begin

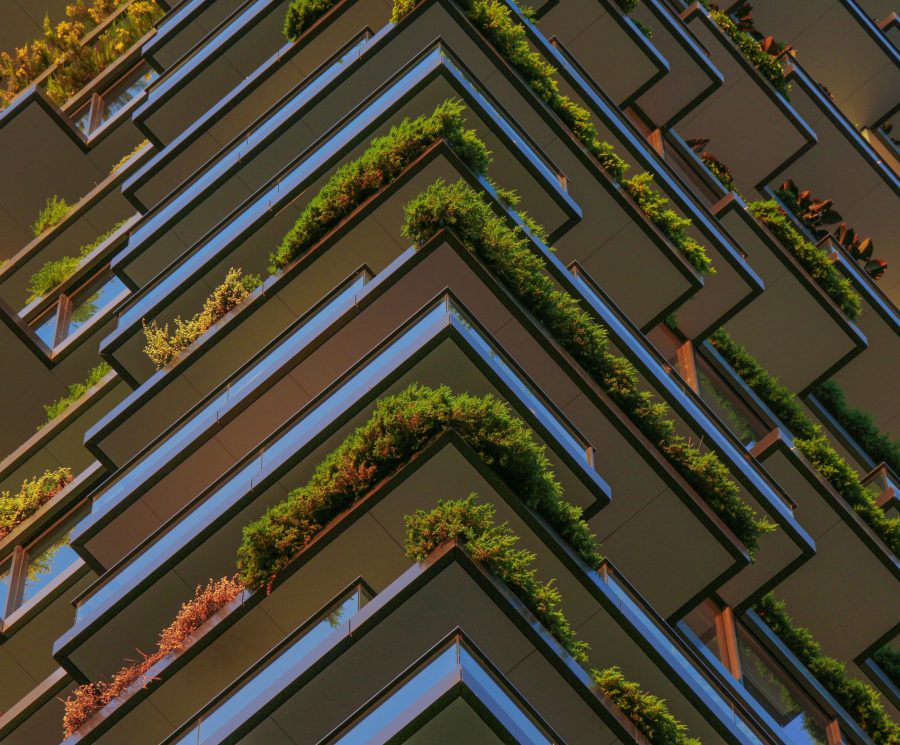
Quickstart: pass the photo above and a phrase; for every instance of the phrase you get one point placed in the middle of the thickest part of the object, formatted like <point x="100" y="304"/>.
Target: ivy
<point x="814" y="259"/>
<point x="33" y="494"/>
<point x="860" y="700"/>
<point x="493" y="547"/>
<point x="860" y="425"/>
<point x="76" y="391"/>
<point x="809" y="438"/>
<point x="401" y="426"/>
<point x="382" y="162"/>
<point x="162" y="348"/>
<point x="506" y="252"/>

end

Copy out all lines of the listing, the request included, with each x and y coordinate in the answer points multiplied by 0.55 and rounded to a whole number, halves going up; the sample point in the request stays unchanged. Leave the picture out.

Quickstart: pass the photo above and a phrase; for every instance of the phrase you get one point placed in the middle of the thickest part of the object, formatted like <point x="100" y="304"/>.
Target: ivy
<point x="448" y="142"/>
<point x="18" y="272"/>
<point x="473" y="385"/>
<point x="271" y="301"/>
<point x="473" y="234"/>
<point x="42" y="215"/>
<point x="445" y="241"/>
<point x="221" y="234"/>
<point x="210" y="89"/>
<point x="89" y="191"/>
<point x="278" y="139"/>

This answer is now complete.